→ Task objective
Format the lines below as a numbered list, with blank lines and the picture left out.

-----

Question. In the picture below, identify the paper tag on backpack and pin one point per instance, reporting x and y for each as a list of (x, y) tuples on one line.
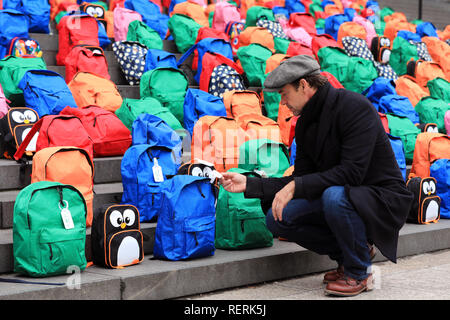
[(66, 216), (157, 171)]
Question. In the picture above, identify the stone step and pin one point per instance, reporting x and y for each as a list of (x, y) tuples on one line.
[(159, 279)]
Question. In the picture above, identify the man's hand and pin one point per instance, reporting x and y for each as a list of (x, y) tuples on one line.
[(233, 182), (281, 200)]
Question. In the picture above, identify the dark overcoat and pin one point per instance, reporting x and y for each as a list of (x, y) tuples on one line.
[(349, 148)]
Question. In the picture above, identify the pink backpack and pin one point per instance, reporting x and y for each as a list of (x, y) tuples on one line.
[(368, 25), (3, 103), (224, 13), (447, 122), (122, 18)]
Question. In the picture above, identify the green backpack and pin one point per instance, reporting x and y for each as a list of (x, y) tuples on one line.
[(140, 32), (402, 52), (132, 108), (49, 229), (184, 30), (439, 88), (12, 69), (240, 221), (253, 60), (354, 73), (168, 86), (432, 110), (404, 128), (265, 155)]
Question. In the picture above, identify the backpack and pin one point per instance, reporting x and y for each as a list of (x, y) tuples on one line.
[(13, 24), (184, 31), (46, 92), (268, 156), (430, 146), (47, 245), (131, 56), (240, 221), (219, 46), (217, 140), (224, 14), (116, 237), (140, 187), (14, 127), (198, 103), (25, 48), (398, 105), (397, 147), (132, 108), (168, 86), (138, 31), (233, 29), (108, 134), (74, 30), (426, 205), (407, 86), (253, 60), (220, 74), (159, 59), (439, 89), (68, 165), (12, 69), (403, 128), (432, 110), (83, 58), (90, 89), (57, 131), (440, 170), (185, 231), (122, 18)]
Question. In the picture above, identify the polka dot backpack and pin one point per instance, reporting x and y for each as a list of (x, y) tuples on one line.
[(131, 56), (224, 78)]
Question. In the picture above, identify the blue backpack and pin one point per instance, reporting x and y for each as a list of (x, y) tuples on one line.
[(397, 147), (140, 186), (186, 219), (46, 92), (159, 58), (198, 103), (440, 170), (380, 87), (13, 24), (332, 24), (398, 105), (219, 46)]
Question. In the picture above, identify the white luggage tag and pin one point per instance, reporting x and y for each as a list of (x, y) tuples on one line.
[(157, 171), (66, 216)]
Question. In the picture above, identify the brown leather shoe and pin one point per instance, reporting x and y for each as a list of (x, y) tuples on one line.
[(349, 287)]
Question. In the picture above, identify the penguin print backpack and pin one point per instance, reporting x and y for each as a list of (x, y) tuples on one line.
[(116, 237), (426, 205)]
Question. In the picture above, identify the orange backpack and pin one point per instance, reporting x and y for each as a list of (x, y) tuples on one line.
[(424, 71), (430, 146), (217, 140), (351, 29), (257, 35), (68, 165), (241, 102), (407, 86), (89, 89)]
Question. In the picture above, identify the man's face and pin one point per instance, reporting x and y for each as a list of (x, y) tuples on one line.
[(294, 99)]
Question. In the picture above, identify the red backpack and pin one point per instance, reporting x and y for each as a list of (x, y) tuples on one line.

-----

→ Written response
1. Question. In the picture below, identify the paper tag on backpack and pin one point per instance, reporting x and y for each as a list of (x, y) tuples on one line.
2. [(66, 216), (157, 171)]
3. Question. In the picture above, identify the stone step and pin one point per instance, reporting x and y for each as a list of (x, y) tuples on one line.
4. [(159, 279)]
5. Question. In the picture above, identify the man's hand and pin one point per instance, reporting x and y for each as a list of (x, y) tuples on one line.
6. [(233, 182), (281, 200)]
7. Question. In the picture above, identify the dark overcoat and pin one point per instance, reporting x and y for each as a list of (x, y) tuples on one line.
8. [(349, 148)]
9. Question. In the picture above, identify the pink backpack and pin one point per instance, reporting x and y for each as a list of (x, y) tuples on one line.
10. [(368, 25), (3, 103), (224, 13), (447, 122), (122, 18)]
11. Question. In the picture above, identify the green backpack and pin one point per instance, reporting x and y for each as a list of (x, y) tuples on one line.
12. [(140, 32), (402, 52), (132, 108), (49, 229), (184, 30), (439, 88), (12, 69), (240, 221), (253, 60), (354, 73), (168, 86), (432, 110), (404, 128), (265, 155)]
13. Question. In the picture above, identify the backpack and pin one point per instance, reporting x and y for each as a list of (x, y) tuples on one line.
14. [(13, 24), (184, 31), (46, 92), (268, 156), (430, 146), (47, 245), (131, 56), (240, 221), (219, 46), (217, 140), (224, 14), (116, 237), (140, 187), (14, 127), (198, 103), (25, 48), (398, 105), (397, 147), (132, 108), (168, 86), (138, 31), (233, 29), (108, 134), (74, 30), (426, 205), (407, 86), (253, 60), (220, 74), (159, 59), (439, 89), (68, 165), (12, 69), (403, 128), (432, 110), (83, 58), (90, 89), (57, 131), (440, 170), (185, 231), (122, 18)]
15. Question. In the picture above, identify the polka dot backpack and pin one point per instance, reporting x and y for each as a list of (x, y) tuples on one line.
16. [(131, 56), (224, 78)]
17. Question. In the picture above, identify the blue backpack and pin one point per instance, reporting x and y for each as a list of (x, y) tuples on one line.
18. [(397, 147), (140, 186), (186, 219), (46, 92), (159, 58), (198, 103), (440, 170), (380, 87), (13, 24), (332, 24), (398, 105), (219, 46)]
19. Question. In the picture above, identify the white luggage tag and pin one point per instance, reporting x and y for each as a list of (x, y) tuples on one line.
20. [(157, 171), (66, 216)]
21. Question. In the picture above, identify the brown leather shoe and pin one point per instance, reporting x and y for each as a list of (x, y) tuples on one line.
22. [(349, 287)]
23. Question. In the picture above, identify the penguin print backpack and pin one point per instance, reporting x and y for each as a list of (x, y) tuples on one line.
24. [(116, 237), (426, 205)]
25. Question. In the picture above, identify the orange backpack and pin one point per instance, reporting x and y for each as a list of (x, y) tuples on one line.
26. [(424, 71), (430, 146), (217, 140), (351, 29), (257, 35), (68, 165), (241, 102), (407, 86), (89, 89)]
27. Question. In the picture above, identify the man's face and pin one point per instance, reporting x and y for each as a list of (x, y) tuples on one line.
28. [(294, 99)]
29. Question. In the picture above, identify the red backpack and pin one point per instance, reporting x and y for each as a list of (x, y) tuples on one line.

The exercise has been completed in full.